- Görevler:
1. Aşağıdaki İslam karşıtlığı konulu metinde "Bu olaylar İslam dünyasında" diye başlayan paragrafı, ana bilgilerini koruyarak madde madde yeniden yazın.
2. Aşağıdaki İslam karşıtlığı konulu metni, son cümlesinden sonra kaldığı yerden devam ettirin.

- Belge Metni:
....................

Batı’daki İslam karşıtlığı, düşmanlığı tartışmasında, tarihi açıdan Müslümanların Endülüs’ü fethiyle başlayan bir süreç önümüze çıkıyor.

"İslamofobi" denilen olayın geçmişi derin. Müslümanlara karşı önyargılarda Orta Çağ Hristiyan dünyasının yazılarında da şiddeti görmek mümkün. Özellikle Haçlı Seferleri’ni başlatma amacında olanlar Müslümanlar aleyhinde dikkat çekici kavramlar kullanmışlar. Avrupa’da yakın tarihte İslam karşıtlığını artıran bir dizi olay yaşandı. İran’daki İslam devrimi, Berlin duvarının yıkılması, Salman Rüşdi’nin Şeytan Ayetleri kitabı (çıkış yeri İngiltere’dir, anlamlıdır), Humeyni’nin Rüşdi için ölüm fetvası vermesi, Amerika’da ikiz kulelerin vurulması…

Bu olaylar İslam dünyasında tepki doğurunca bunun karşı tarafı etkilemesi de kaçınılmazdı. Batı, Müslümanların ifade hürriyetine karşı tahammülsüz olduğunu düşünmeye başladı. 1993 önemli bir kavşak. Çünkü Samuel Huntington ‘Medeniyetler Çatışması’ tezini ortaya attı. Ortaya çıkan tabloda NATO coğrafyasında ‘yeni düşman’ olarak İslamiyet hedefe konuldu. Tabi buna direk olarak İslamiyet demediler. "Radikal İslam, radikalizm, İslami terör" gibi kılıflar uydurdular. Batı’nın Türkiye’ye ihtiyacı olan yıllarda unutulan, dost olarak görülen Müslümanlar, Sovyetler Birliği’nin çöküşüyle birlikte hatırlanır oldu. Ama bu kez düşman olarak… NATO coğrafyası kamuoylarında yaratmak istediği İslam imajı ekseninde uzun yol aldı.

....................

- Sağlanan Veriler:
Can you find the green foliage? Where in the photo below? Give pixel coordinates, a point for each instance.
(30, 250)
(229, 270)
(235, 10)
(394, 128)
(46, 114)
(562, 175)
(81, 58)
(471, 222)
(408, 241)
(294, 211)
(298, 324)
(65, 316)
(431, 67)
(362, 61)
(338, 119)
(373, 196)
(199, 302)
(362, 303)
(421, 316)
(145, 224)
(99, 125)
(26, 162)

....................

- Alıştırma Yanıtları:
1.
- Bu olaylar İslam dünyasında tepki doğurunca, karşı tarafın da etkilenmesi kaçınılmazdı.
- Batı, Müslümanların ifade hürriyetine karşı tahammülsüz olduğunu düşünmeye başladı.
- 1993 önemli bir kavşaktır: Samuel Huntington bu yıl "Medeniyetler Çatışması" tezini ortaya attı.
- NATO coğrafyasında İslamiyet "yeni düşman" olarak hedefe konuldu.
- Bunun için doğrudan İslamiyet denmedi; "radikal İslam, radikalizm, İslami terör" gibi kılıflar uyduruldu.
- Batı'nın Türkiye'ye ihtiyacı olan yıllarda unutulan ve dost olarak görülen Müslümanlar, Sovyetler Birliği'nin çöküşüyle birlikte yeniden hatırlandı. Ancak bu kez düşman olarak hatırlandılar.
- NATO coğrafyası, kamuoylarında yaratmak istediği İslam imajı ekseninde uzun yol aldı.

2.
Endüstri yaptılar

Başlatılmak istendi, yani kurgulandı, proje haline getirildi. İslamofobi günümüzde bir endüstriye dönüştü. Bugün Amerika’da İslamofobik faaliyetlere yılda 200 milyon doların üzerinde bir kaynak aktarılıyor. Gelişmiş Batı ülkelerinde, Avrupa’da Müslümanlar çeşitli saldırılara uğramanın yanında, ikinci sınıf vatandaş muamelesiyle karşı karşıya. Ötekileştirme çabaları dikkat çekici. Eğitimden, iş bulmaya varıncaya kadar zorluklarla baş başa. Mesela yapılan araştırmalarda Avrupa’da isminiz bir Müslüman ismi ise (Muhammet, Hasan, Hüseyin) iş bulmanız bir Avrupalıya göre 4-5 kat daha zor.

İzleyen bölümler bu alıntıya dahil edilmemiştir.